» Task instructions:
Write out the records from the line with "Note to the class: point at the red" through the end of the records, switching "elements" to "tags" and leaving everything else as it is.

Items in a dataset:
----------------

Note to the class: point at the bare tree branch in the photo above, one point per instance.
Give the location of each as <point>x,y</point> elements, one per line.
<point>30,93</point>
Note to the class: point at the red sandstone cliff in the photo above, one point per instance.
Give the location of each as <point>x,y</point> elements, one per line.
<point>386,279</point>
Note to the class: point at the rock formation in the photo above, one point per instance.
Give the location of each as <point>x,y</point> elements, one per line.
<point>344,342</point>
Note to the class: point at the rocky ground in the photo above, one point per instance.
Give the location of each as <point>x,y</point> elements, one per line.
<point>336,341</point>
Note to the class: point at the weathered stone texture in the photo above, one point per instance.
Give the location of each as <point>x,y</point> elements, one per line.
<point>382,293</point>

----------------

» Correct answer:
Note to the class: point at the red sandstone cliff in the photo above, one point per instance.
Give the location of each as <point>x,y</point> tags, one per line.
<point>386,279</point>
Note to the class: point at the rock formation in the photo above, one point per instance.
Give the location of each as <point>x,y</point> tags, one per line.
<point>344,342</point>
Note to the class: point at the rocky ground in the photo above, one point per instance.
Give the location of each as <point>x,y</point> tags, one per line.
<point>336,341</point>
Note to the class: point at the weathered stone texture in the photo above, one point per instance.
Give the location of each as <point>x,y</point> tags, one per line.
<point>382,293</point>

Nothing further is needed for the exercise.